Pull out of the data below the stretch of lines bounded by the one containing "element like <point>296,246</point>." and the one containing "[locate] the low", both bounds included, unchanged.

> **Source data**

· · · ·

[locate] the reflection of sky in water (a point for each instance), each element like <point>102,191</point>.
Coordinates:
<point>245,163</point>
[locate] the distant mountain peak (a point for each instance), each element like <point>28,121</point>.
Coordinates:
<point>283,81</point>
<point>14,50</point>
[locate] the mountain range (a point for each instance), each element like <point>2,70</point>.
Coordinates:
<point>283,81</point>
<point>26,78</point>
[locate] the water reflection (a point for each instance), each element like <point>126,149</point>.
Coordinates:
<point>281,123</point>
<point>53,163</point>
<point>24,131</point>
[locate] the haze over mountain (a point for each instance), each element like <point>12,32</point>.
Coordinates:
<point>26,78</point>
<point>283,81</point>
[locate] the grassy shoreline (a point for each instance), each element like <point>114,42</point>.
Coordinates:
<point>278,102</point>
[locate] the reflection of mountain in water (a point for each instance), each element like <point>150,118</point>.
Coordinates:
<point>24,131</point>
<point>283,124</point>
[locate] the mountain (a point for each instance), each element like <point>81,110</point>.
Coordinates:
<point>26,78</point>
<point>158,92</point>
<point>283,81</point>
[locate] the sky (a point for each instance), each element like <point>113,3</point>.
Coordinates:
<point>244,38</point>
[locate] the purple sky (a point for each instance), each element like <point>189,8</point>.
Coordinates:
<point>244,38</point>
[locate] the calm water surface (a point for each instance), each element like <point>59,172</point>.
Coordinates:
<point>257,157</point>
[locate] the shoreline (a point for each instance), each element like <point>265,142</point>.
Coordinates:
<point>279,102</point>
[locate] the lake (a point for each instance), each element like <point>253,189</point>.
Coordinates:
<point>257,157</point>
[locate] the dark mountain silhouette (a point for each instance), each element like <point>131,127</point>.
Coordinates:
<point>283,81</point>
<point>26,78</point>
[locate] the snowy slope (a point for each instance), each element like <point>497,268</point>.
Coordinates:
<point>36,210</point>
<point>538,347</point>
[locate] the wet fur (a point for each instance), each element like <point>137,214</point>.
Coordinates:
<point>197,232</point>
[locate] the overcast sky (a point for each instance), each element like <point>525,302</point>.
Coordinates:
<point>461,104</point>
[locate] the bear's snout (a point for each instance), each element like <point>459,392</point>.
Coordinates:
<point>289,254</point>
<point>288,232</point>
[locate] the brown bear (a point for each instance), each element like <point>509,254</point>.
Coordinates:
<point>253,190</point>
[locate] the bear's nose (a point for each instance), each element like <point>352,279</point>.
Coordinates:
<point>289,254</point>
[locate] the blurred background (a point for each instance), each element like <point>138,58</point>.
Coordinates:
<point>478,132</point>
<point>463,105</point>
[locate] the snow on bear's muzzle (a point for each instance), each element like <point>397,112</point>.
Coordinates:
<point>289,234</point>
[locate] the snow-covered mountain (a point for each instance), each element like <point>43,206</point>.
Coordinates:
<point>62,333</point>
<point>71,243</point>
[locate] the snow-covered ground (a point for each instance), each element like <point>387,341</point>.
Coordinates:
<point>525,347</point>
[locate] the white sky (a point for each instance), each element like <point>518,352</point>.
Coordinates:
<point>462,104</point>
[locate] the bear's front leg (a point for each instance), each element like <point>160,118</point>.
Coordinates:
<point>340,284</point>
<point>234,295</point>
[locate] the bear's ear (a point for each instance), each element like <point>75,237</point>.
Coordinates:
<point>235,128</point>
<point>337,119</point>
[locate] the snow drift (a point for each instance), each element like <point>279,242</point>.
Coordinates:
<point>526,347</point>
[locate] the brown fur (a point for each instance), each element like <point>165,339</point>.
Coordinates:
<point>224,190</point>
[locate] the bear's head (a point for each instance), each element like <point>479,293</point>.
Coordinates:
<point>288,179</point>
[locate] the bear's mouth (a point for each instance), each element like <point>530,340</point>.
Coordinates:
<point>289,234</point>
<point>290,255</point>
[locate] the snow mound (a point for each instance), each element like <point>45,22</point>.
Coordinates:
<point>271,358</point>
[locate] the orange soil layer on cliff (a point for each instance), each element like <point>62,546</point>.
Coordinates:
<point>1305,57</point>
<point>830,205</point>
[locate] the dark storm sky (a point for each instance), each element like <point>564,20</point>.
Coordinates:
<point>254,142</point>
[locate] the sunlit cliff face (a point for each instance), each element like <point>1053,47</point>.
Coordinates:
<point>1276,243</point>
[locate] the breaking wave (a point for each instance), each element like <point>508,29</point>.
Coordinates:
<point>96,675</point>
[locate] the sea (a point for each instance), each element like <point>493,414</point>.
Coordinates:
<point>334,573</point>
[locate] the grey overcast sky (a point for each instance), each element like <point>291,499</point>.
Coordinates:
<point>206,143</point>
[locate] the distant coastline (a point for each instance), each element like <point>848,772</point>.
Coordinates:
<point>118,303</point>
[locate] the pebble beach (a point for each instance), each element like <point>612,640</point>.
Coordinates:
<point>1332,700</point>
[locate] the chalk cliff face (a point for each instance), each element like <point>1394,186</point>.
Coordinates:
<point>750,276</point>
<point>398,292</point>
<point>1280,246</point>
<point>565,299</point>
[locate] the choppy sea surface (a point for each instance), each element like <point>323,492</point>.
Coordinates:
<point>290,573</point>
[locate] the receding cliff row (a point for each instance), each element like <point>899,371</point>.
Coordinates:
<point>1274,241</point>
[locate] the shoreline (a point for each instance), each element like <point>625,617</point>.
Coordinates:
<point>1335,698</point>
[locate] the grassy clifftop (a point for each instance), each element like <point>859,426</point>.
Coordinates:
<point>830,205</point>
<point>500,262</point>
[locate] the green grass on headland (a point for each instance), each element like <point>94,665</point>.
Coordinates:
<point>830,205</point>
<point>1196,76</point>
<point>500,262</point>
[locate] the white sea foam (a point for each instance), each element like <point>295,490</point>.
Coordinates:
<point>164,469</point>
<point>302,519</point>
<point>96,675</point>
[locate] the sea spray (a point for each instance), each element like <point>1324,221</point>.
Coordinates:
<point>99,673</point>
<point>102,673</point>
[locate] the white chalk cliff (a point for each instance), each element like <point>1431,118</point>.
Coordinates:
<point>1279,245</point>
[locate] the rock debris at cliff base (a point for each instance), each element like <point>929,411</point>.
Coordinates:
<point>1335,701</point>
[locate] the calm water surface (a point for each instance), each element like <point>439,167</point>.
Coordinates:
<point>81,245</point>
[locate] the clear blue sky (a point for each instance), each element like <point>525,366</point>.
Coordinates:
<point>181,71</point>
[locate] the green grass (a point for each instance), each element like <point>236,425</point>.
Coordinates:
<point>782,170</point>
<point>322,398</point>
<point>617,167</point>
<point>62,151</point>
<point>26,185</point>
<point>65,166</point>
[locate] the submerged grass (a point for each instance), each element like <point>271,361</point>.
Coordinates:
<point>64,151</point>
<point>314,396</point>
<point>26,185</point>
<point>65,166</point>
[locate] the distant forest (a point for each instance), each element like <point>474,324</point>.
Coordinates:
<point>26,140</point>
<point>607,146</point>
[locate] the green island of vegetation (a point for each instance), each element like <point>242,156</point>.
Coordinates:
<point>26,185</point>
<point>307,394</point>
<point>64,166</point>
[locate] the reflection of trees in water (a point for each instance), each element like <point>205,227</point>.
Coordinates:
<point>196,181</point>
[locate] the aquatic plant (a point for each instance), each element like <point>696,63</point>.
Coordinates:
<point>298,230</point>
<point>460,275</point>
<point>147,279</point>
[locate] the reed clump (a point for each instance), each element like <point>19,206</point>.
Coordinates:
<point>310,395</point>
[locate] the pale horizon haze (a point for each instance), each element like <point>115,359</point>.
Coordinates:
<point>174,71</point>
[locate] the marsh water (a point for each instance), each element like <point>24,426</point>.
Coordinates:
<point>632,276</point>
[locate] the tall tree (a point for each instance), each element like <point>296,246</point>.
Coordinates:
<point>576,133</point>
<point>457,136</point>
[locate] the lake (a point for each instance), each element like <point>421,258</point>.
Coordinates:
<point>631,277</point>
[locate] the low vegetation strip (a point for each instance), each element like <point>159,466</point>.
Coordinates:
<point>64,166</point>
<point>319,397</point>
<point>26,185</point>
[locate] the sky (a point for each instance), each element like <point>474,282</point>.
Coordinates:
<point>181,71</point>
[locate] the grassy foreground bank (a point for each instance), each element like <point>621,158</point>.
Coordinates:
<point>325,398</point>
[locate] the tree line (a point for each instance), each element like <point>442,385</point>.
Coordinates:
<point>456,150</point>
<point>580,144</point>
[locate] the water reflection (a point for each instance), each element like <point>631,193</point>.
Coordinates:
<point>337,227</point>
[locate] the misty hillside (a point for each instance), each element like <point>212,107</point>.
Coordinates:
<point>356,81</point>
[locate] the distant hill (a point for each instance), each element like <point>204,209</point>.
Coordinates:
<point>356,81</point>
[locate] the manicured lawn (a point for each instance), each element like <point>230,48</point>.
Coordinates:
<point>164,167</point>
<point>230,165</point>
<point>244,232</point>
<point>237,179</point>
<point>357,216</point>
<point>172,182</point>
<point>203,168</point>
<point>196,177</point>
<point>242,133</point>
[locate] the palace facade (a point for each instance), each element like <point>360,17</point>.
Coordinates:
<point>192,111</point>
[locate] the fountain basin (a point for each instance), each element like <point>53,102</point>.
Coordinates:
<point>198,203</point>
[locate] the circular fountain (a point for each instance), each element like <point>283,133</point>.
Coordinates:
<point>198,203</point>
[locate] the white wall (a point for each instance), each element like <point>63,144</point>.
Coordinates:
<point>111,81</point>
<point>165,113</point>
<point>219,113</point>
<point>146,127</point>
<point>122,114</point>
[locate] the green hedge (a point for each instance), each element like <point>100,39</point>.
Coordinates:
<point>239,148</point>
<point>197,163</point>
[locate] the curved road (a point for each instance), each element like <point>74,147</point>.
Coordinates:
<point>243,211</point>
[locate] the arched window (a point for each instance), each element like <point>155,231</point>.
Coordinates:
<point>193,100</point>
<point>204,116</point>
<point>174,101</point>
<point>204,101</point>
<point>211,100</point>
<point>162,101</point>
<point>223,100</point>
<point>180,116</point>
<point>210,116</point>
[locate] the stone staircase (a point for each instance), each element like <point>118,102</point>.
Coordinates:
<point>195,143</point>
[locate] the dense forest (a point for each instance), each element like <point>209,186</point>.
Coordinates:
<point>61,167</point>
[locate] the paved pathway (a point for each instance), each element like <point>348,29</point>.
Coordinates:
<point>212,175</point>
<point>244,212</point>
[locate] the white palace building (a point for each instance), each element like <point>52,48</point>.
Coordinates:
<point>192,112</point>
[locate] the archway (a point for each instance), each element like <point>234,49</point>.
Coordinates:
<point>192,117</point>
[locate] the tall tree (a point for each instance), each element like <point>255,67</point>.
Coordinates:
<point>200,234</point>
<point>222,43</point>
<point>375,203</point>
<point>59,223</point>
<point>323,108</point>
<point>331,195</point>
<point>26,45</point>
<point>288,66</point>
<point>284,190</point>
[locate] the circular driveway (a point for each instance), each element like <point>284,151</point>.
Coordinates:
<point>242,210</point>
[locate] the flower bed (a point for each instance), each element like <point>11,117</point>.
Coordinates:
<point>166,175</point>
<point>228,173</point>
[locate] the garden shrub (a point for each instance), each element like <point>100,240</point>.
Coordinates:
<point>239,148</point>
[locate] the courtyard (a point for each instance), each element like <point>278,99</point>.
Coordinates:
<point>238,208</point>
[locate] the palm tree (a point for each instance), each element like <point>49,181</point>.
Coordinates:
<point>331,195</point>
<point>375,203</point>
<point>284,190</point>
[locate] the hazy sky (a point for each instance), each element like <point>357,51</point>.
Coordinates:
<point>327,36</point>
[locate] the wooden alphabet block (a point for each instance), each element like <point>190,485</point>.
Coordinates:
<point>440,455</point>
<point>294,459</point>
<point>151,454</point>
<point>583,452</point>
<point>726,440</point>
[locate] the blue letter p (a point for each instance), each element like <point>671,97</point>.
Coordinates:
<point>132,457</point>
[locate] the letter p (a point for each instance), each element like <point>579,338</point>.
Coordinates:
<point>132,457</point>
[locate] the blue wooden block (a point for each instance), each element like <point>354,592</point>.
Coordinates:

· · · ·

> **RESPONSE BELOW**
[locate] the tall tree (a point for each instance), each element like <point>296,246</point>.
Coordinates:
<point>576,133</point>
<point>457,136</point>
[locate] the lake (a point for each instance), each element like <point>421,258</point>.
Coordinates:
<point>631,277</point>
[locate] the low vegetation strip (a point for each instance), each element like <point>159,466</point>.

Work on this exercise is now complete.